People’s trust in the governments of the Asia-Pacific rose, following a global pattern, except for Japan, according to the Edelman Trust Barometer Spring Update.
Trust in the government rose in China, India and South Korea, but declined by 5 points in Japan to 38 per cent, in Edelman’s Trust Barometer Spring Update report.
“The outlier in Asia, and indeed the world, is Japan,” noted Mr Stephen Kehoe, president and chief executive officer of Edelman’s Asia Pacific operations.
“Forced to reckon with early global attention due to the cruise ship stranded in the port of Yokohama, Japan appears to have learned few lessons from this crisis, or indeed, in the nine years since Fukushima,” he said in an article on Edelman’s website, referring to the coronavirus-hit Diamond Princess stranded in Yokohoma in February, with 3,700 people and crew on board. In the end, slightly over 700 people were found to be infected while 13 died, earning the government criticism for the delay in handling those infected.

__EXERCISES__:
(1) According to the article on trust in Asia-Pacific governments, by how many points did trust in the government fall in Japan, and to what level?
(2) Continue the article on trust in Asia-Pacific governments from the point where it ends.

Annotated photo localization rows
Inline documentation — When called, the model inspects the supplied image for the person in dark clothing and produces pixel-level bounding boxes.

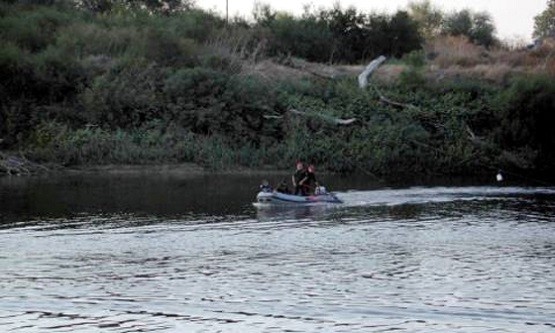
[291,162,306,195]
[301,164,318,195]
[260,180,273,192]
[276,179,290,194]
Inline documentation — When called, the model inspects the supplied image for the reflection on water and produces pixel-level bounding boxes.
[0,176,555,332]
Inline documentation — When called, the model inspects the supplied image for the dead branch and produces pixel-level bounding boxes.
[358,56,387,89]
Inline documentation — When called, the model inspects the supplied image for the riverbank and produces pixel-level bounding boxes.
[0,4,555,178]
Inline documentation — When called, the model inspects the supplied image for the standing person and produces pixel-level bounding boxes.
[291,161,306,195]
[301,164,318,195]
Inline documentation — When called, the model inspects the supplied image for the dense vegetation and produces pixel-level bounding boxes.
[0,1,555,175]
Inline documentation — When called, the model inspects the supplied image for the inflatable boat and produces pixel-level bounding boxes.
[256,187,343,205]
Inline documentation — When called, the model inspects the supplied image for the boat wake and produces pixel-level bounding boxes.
[335,186,555,207]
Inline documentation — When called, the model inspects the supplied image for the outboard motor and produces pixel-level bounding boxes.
[314,186,328,195]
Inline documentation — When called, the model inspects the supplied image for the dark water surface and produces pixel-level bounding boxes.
[0,175,555,333]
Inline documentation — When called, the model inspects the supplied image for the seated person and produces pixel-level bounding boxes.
[260,180,273,192]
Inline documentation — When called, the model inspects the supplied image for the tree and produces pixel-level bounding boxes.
[443,9,496,47]
[533,0,555,38]
[76,0,194,13]
[408,0,443,40]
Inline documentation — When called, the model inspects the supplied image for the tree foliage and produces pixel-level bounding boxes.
[408,0,444,40]
[443,9,496,47]
[534,0,555,38]
[254,5,422,63]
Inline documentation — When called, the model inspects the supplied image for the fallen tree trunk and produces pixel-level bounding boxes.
[264,109,357,126]
[358,56,387,89]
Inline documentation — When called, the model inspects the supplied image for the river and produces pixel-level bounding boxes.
[0,174,555,333]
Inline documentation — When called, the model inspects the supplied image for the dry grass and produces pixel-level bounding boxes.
[425,36,555,83]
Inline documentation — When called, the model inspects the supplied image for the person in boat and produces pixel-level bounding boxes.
[276,179,290,194]
[260,180,273,192]
[301,164,319,195]
[291,162,306,195]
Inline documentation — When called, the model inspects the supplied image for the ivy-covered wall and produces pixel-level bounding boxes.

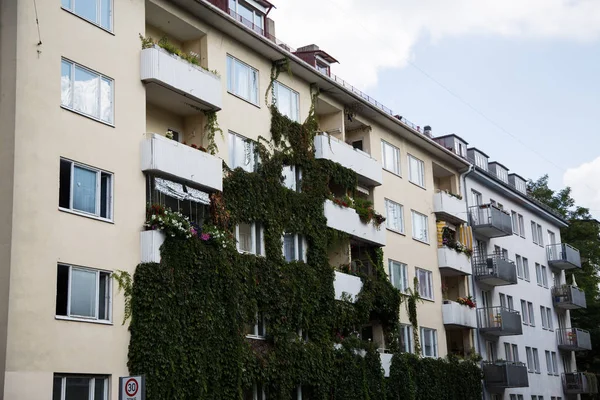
[128,62,481,400]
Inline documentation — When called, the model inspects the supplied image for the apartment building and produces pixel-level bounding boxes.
[436,135,595,400]
[0,0,478,399]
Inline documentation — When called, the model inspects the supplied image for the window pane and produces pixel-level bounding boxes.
[73,166,97,214]
[71,268,96,318]
[65,377,90,400]
[73,66,100,118]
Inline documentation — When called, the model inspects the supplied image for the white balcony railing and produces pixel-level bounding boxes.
[442,300,477,328]
[325,200,385,246]
[142,133,223,191]
[140,46,223,111]
[314,134,383,186]
[438,247,473,275]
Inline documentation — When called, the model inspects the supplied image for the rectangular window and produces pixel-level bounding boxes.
[61,0,112,32]
[385,199,404,233]
[229,131,258,172]
[58,158,113,220]
[421,328,437,358]
[52,374,110,400]
[411,210,429,243]
[408,154,425,188]
[283,233,307,262]
[60,58,114,125]
[381,140,400,175]
[56,264,112,321]
[227,54,258,105]
[389,260,408,293]
[415,268,433,300]
[274,81,300,122]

__RESULTS OF THE EXERCISE__:
(1) It fell by 5 points, to 38 percent.

(2)
“This, perhaps combined with the delayed decision to impose a state of emergency and subsequent reported missteps in the distribution of personal protective equipment, has resulted in a near-total collapse of confidence by the Japanese in their government to handle the ongoing crisis,” he added.
The March 2011 triple disaster in Fukushima of a tsunami, earthquake and an accident at the Daiichi nuclear power plant left more than 20,000 people dead or missing.
Japanese Prime Minister Shinzo Abe has been rapped for his handling of the coronavirus situation. A poll by public broadcaster NHK from May showed his approval rating had dropped to 37 per cent while another poll by Mainichi Shimbun showed his approval rating was only 27 per cent.
Elsewhere in Asia, people showed more trust in their governments, with the level in China up five points to 95 per cent, India (up 6 points to 87 per cent), and South Korea (up 16 points to 67 per cent).
Those surveyed also showed a high tolerance of government surveillance for public safety. The level in China was 30 points ahead of the global average (at 61 per cent), while in India it was 17 points over, and in South Korea, it was in line with the global average.
“Japan’s appetite for surveillance is the lowest in our sample at 44 per cent, continuing to reflect long-held beliefs around constitutional freedom, which date back to the aftermath of World War II,” noted Mr Kehoe.